Pyfits is maintained by STSci and is a simple ‘normal python install’:

wget http://www.stsci.edu/resources/software_hardware/pyfits/pyfits-2.4.0.tar.gz
tar -zxvf pyfits-2.4.0.tar.gz
cd pyfits-2.4.0
sudo python setup.py install

It’s always good to test the install so, in a DIFFERENT DIRECTORY (never ever ever ever run a python package that you just installed from the install directory) do:

% python
Python 2.6.6
>>> import pyfits
>>> exit()

If there’s no error, you’re good!

Archangel

FINALLY, we’re ready to install archangel.  It has been a long road, but if all went smoothly, this should be SIMPLE.  Go into a NON-temporary directory (the directory where you want to store the archangel utility subdirectory, I did it in a /archangel root directory so everyone would have access to it) and issue:

mkdir /archangel
cd /archangel
sudo wget http://abyss.uoregon.edu/~js/archangel/archangel_v2.5.tar.gz
tar -zxvf archangel_v2.5.tar.gz
mv archangel/* .

This next part is important…you choose. If you are just setting archangel up for one account, you can run the following line of code NOT as sudo and choose the place you want to place the binaries for yourself.  Then you will need to modify your .cshrc file to reflect where these binaries are.  Here’s how:

python setup.py build
(choose binary directory)

Next, view the readme file in that directory to see how to modify your .cshrc file.

For my install, I want everyone to be able to use it so I run:

python setup.py build
Binaries going to -> *location* Ok? /usr/local/bin

And it should put everything into my system path at /usr/local/bin.   /usr/local/bin should be in everyone’s default path so there isn’t a need to do that .cshrc stuff BUT you do need to do one .cshrc thing:

setenv ARCHANGEL_HOME /archangel

Note what I did here.  I made the archangel_home directory a new directory at the / level.  This is so that all users can access it.  EVERYONE who is going to use archangel then needs to put that in their .cshrc file.

Test it!  Source the .cshrc file (I would actually recommend totally logging out and back in), go to your home directory (or wherever you want to store your archangel outputs) and run:

cp /archangel/examples/ic5271_j.fits .
profile ic5271_j.fits

If all goes well, you have successfully installed Archangel :) .  Now go read the documentation!

- - - - - - -

Exercise 1
In the Pyfits and Archangel installation guide, rewrite the paragraph beginning "Note what I did here" as a shorter version that keeps its main facts.
Exercise 2
Extend the Pyfits and Archangel installation guide with a further passage that follows on from its final sentence.

Material provided

- - - - - - -

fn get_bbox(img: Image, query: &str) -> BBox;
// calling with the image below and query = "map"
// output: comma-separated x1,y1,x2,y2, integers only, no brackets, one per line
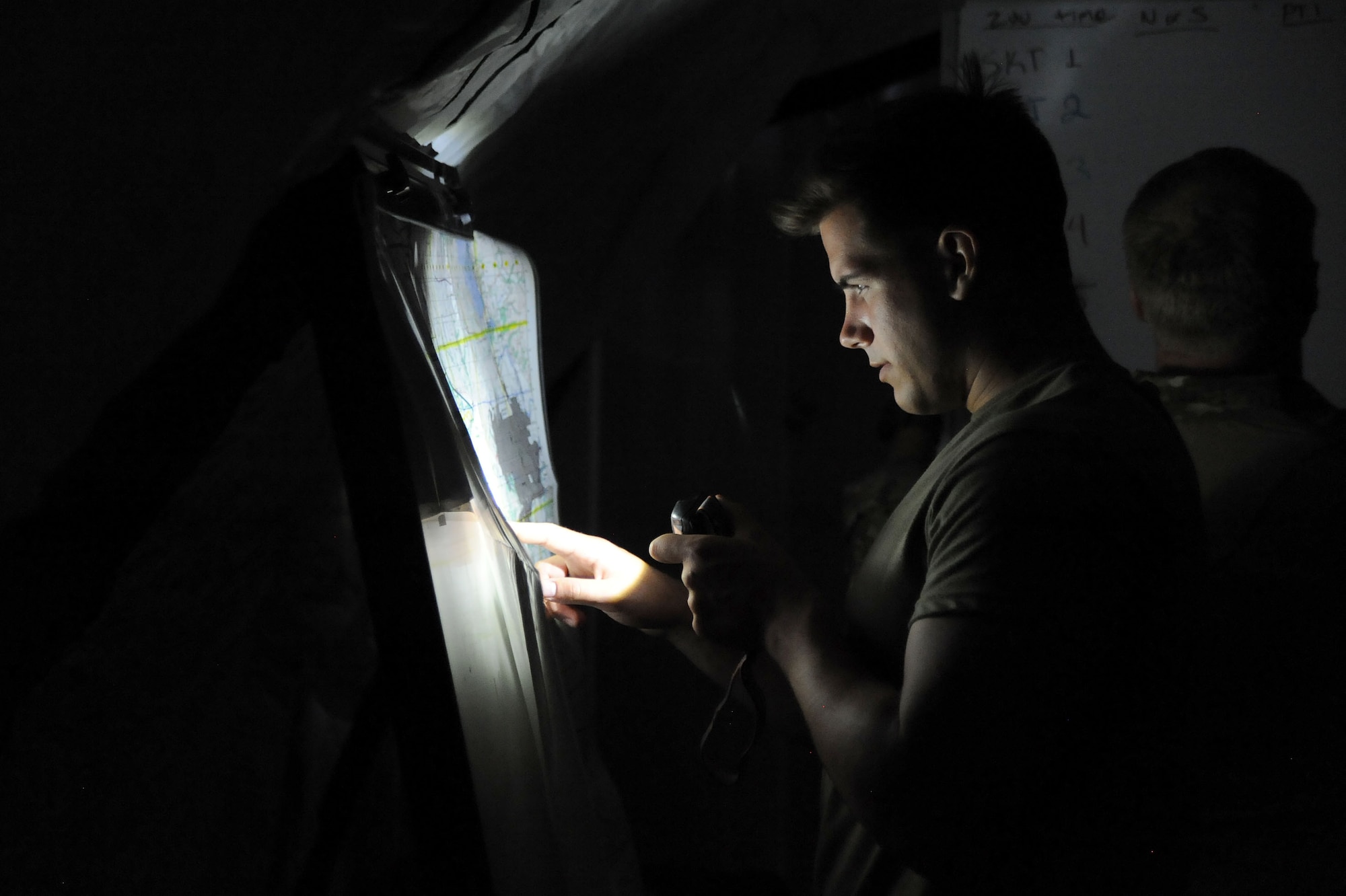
423,230,557,522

- - - - - - -

Output 1
The archangel home directory was created as a new directory at the root (/) level so that all users can access it. Everyone who will use archangel must add that setting to their .cshrc file.

Output 2
Many, many updates

Over the next couple weeks I’ll cover exactly what has been going on with all of these web hosting issues.  For now, I’ll just tell you the current setup.  If you are reading this, the new server is up and running!  I’ve elected to go with a VPS (virtual private server) for lots of reasons.  Stability, comfort, expandability, control.  Pretty much everything that a standard “website host” doesn’t have.  The beauty of VPS’s is the freedom and control.  You are quite literally running an entire server machine remotely.  I have root access to the box, can install any OS I want, and choose how I want to run my server in gory detail.  The only limitations are the amount of RAM, hard drive space, and bandwidth allotted to my virtual machine (which can be increased for fees of course).

In short, VPS’s arose as the idea of the “cloud” arose a while ago.  The idea is that a huge datacenter can split up its resources into many small chunks, and each of these chunks can operate as a full machine.  This is extremely attractive because now I’m not just limited to building a website on some silly PHP-only server.  I can run tasks in the background, host a SVN server, run a minecraft server, just crunch numbers, or anything you can think of in a VPS.  It’s quite sexy and a change I’ve been wanting to implement for quite some time.

WAIT A MINUTE!  “Matt, you have a server sitting right next to your desk in your office.  It has a public IP address and is a real machine that you have full control over.  Why don’t you just use that???”  It’s true, I definitely could and I would have 16x the RAM of my VPS, 10x the storage space, and an infinite amount of bandwidth.  But I have a few reasons why I don’t turn my office server into a public web server.

  1. Down-time.  The nice thing about a VPS is that the responsibility is on Linode (my VPS company of choice)!  I don’t have to worry about downtime, broken disks, slow network (not a problem at all but just for completeness…), etc.  If my computer shuts down because the power goes out at the IfA in the middle of the night, my website is down!  If the power goes out in my huge datacenter in Dallas, TX, they have tons of backup power and people on standby to fix everything fast.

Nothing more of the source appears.